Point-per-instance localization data
• • •

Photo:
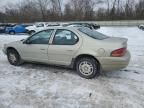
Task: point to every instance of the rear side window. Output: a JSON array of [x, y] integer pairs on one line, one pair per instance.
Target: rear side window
[[92, 33], [65, 37], [42, 37]]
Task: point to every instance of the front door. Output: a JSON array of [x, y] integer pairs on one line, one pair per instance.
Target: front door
[[36, 47], [65, 44]]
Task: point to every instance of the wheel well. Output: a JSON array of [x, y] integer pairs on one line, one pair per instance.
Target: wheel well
[[82, 56]]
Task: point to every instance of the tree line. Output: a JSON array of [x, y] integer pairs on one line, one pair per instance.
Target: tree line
[[72, 10]]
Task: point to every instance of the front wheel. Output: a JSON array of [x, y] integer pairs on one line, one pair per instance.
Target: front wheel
[[87, 67], [13, 57]]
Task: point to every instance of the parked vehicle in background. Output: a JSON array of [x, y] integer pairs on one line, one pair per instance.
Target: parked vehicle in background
[[39, 26], [83, 49], [89, 25], [141, 26], [4, 26], [16, 29]]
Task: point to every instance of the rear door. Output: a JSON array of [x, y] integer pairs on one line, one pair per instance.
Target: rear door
[[64, 45]]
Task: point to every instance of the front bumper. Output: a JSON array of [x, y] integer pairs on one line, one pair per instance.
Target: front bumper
[[115, 63]]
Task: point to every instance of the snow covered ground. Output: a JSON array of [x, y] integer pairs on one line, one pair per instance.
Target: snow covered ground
[[42, 86]]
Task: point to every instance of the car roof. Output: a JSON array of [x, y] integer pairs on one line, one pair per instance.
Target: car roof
[[60, 27]]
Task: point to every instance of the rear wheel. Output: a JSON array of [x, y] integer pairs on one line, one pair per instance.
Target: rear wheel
[[87, 67], [13, 57]]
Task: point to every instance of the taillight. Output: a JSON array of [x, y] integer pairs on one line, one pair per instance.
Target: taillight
[[118, 52]]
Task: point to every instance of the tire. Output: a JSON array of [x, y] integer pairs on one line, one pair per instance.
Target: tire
[[11, 32], [14, 58], [87, 67]]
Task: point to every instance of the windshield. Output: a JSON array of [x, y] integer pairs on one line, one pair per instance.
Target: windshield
[[92, 33]]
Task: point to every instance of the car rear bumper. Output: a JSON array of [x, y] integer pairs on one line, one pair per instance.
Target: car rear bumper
[[115, 63]]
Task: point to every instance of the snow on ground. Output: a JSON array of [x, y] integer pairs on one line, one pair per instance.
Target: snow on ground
[[43, 86]]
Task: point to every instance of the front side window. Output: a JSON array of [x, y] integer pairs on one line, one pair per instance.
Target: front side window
[[42, 37], [92, 33], [65, 37]]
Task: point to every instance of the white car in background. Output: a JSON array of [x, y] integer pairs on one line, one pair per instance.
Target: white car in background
[[40, 26], [83, 49]]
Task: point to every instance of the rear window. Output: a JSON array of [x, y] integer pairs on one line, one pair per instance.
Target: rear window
[[92, 33]]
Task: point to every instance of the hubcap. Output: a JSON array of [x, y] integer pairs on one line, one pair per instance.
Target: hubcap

• • •

(Try it) Write down exactly the line with "Task: point to every instance of the tire.", then each line after it through the end of the data.

(Exercise result)
Task: point to every instance of the tire. Output: a JSON array of [x, y] integer pairs on one line, one pair per instance.
Target: tire
[[11, 32], [14, 58], [87, 67]]
Task: point to every instance of the windshield. Output: a JSON array of [x, y] integer pairs on one line, one pair per instance.
Target: windshield
[[92, 33]]
Task: point to every instance of the car rear bumper. Output: a JSON array of [x, y] integer pairs on one line, one pair per instance.
Target: car rear bumper
[[115, 63]]
Task: point to every instance of the snow on ground. Output: a JSON array of [x, y] integer pairs on one line, one pair per instance.
Target: snow on ground
[[43, 86]]
Task: point to every instance of the front side window. Output: a JSON array of [x, y] integer pairs on one line, one pair per instance.
Target: front side window
[[42, 37], [92, 33], [65, 37]]
Task: point to every instance of the white car in background. Output: a JSON array of [x, y] integer pairs on one line, one pair per instance.
Target: white car in background
[[40, 26], [83, 49]]
Task: point to every instance of the rear window. Output: a JSON array of [x, y] integer pairs on one line, one pair per instance.
Target: rear window
[[92, 33]]
Task: point to every instance of the hubcap. Output: a JSON array of [x, y] integer pairs on one line, one pair per instance.
Target: hubcap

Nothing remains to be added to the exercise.